Return each line of the listing below that contains the string "woman". Matching is case-sensitive.

## Named-object pointing listing
━━━━

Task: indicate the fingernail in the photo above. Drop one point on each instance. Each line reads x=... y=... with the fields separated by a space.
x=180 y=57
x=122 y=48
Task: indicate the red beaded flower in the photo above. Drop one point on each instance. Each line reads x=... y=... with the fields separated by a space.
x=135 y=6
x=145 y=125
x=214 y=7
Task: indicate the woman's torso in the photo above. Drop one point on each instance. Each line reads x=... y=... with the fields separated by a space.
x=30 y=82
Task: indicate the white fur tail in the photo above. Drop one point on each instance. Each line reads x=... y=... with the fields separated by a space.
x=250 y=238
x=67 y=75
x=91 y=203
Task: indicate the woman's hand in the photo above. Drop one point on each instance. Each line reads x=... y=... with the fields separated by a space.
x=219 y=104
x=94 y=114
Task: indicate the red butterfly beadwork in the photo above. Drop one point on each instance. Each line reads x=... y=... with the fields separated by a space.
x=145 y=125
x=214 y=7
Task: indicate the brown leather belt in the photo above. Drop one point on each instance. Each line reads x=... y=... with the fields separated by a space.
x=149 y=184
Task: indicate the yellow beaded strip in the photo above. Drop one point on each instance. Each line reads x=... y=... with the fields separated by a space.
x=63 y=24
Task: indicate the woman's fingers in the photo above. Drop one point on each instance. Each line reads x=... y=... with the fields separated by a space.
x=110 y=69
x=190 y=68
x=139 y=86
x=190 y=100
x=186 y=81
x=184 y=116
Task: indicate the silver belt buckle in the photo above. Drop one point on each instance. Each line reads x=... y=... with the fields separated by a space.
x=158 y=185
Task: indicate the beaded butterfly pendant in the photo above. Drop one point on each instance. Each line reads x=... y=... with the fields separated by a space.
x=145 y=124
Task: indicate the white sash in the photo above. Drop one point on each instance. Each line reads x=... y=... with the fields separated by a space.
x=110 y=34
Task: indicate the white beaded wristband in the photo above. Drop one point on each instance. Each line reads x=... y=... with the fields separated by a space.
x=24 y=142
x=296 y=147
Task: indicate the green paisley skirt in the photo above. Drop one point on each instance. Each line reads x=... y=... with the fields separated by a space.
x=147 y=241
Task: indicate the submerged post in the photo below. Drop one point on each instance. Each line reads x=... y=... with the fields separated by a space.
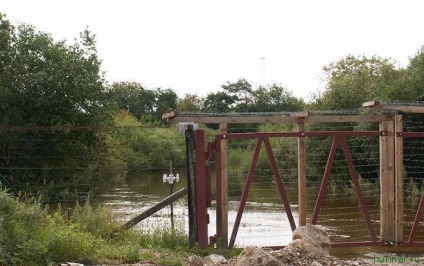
x=387 y=190
x=222 y=187
x=191 y=185
x=301 y=166
x=399 y=178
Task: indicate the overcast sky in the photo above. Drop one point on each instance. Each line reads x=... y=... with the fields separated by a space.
x=196 y=46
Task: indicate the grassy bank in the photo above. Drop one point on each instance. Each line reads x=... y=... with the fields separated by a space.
x=34 y=235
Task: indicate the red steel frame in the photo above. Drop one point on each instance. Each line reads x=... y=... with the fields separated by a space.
x=411 y=239
x=203 y=186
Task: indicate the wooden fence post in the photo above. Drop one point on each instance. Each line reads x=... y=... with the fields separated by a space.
x=191 y=186
x=222 y=217
x=201 y=191
x=301 y=166
x=387 y=190
x=399 y=178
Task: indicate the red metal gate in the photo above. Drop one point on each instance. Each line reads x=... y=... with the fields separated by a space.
x=212 y=151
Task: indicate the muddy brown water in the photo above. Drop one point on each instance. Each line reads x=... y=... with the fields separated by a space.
x=264 y=221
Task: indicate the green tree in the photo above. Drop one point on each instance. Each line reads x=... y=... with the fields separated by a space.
x=52 y=108
x=190 y=103
x=354 y=80
x=275 y=98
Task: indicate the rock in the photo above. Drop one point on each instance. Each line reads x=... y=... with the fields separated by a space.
x=214 y=260
x=311 y=238
x=256 y=256
x=194 y=261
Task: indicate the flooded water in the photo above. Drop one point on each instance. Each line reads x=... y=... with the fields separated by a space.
x=264 y=221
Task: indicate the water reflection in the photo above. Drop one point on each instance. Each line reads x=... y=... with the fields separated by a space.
x=264 y=221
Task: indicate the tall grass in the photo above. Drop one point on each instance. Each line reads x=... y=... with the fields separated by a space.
x=32 y=235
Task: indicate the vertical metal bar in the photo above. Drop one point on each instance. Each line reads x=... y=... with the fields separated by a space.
x=218 y=192
x=325 y=178
x=245 y=192
x=416 y=220
x=208 y=186
x=358 y=189
x=201 y=205
x=279 y=182
x=189 y=136
x=387 y=190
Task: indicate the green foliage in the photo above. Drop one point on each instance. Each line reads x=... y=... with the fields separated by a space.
x=30 y=235
x=142 y=146
x=354 y=80
x=50 y=90
x=146 y=105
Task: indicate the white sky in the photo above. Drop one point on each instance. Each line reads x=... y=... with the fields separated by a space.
x=196 y=46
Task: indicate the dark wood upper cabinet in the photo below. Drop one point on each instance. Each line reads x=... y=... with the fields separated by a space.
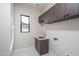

━━━━

## The completed task
Task: indicate the woman's torso in the photo above. Drop one point on each instance. Each line reads x=... y=... with the fields separated by a space.
Task: indicate the woman's hand in the photo above. Drop one point on each instance. Each line reads x=... y=... with the fields separated by a space.
Task: indicate the woman's fingers in the photo above. Drop one point on each instance. Each line reads x=... y=... with the fields separated by a space.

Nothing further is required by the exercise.